TASK STATEMENT: Locate the line that contains "Target: tree" in the entries below, then repeat it and every following line through the line that contains "Target: brown debris on grass", exactly, and no others.

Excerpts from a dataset
──────────────────────────────

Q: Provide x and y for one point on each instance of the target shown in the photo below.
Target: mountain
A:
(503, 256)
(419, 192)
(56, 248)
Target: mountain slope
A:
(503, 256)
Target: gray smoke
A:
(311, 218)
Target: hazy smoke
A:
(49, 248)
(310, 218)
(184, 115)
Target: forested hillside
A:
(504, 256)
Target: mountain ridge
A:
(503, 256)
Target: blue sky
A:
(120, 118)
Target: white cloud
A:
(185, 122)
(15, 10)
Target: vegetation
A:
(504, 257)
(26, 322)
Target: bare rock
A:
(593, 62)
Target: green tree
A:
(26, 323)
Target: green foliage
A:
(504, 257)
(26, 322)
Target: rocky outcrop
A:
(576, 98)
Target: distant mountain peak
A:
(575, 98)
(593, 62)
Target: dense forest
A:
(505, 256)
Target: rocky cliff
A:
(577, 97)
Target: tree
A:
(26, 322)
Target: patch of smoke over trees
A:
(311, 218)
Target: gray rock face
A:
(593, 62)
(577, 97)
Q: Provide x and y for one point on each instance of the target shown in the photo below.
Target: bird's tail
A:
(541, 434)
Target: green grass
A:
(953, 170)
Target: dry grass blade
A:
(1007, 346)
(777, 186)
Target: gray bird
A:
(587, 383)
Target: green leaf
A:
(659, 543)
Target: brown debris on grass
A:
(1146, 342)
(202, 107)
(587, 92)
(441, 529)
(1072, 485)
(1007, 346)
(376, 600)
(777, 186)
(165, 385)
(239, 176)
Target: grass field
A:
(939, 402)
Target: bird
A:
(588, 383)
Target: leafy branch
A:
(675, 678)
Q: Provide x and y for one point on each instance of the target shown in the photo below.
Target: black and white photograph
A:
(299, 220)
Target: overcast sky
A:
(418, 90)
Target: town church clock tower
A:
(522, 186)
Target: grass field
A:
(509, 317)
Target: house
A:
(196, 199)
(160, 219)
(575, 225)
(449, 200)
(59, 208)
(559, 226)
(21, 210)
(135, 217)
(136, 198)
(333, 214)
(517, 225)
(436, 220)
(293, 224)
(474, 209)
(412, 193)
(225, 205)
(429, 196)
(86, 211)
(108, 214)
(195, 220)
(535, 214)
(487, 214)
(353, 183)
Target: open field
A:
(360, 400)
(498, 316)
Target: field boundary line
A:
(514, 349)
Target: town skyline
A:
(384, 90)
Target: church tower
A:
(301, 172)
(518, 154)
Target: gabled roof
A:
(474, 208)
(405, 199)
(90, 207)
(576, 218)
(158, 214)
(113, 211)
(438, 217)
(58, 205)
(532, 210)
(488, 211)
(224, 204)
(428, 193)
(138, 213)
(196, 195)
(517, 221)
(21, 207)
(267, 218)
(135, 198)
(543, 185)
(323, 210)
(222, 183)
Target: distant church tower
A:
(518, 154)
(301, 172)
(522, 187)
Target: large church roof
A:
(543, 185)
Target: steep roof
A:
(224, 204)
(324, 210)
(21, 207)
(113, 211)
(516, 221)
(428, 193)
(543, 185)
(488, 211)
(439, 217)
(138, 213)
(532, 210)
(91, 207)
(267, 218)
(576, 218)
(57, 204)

──────────────────────────────

OUTPUT BELOW:
Target: tree
A:
(26, 322)
Target: patch of smoke over trees
A:
(311, 218)
Target: gray rock face
A:
(593, 62)
(577, 97)
Q: Provide x and y for one point on each instance of the target shown in the photo below.
Target: bird's tail
A:
(541, 434)
Target: green grass
A:
(953, 170)
Target: dry grass blade
A:
(1007, 346)
(777, 186)
Target: gray bird
A:
(587, 383)
Target: green leaf
A:
(659, 543)
Target: brown debris on grass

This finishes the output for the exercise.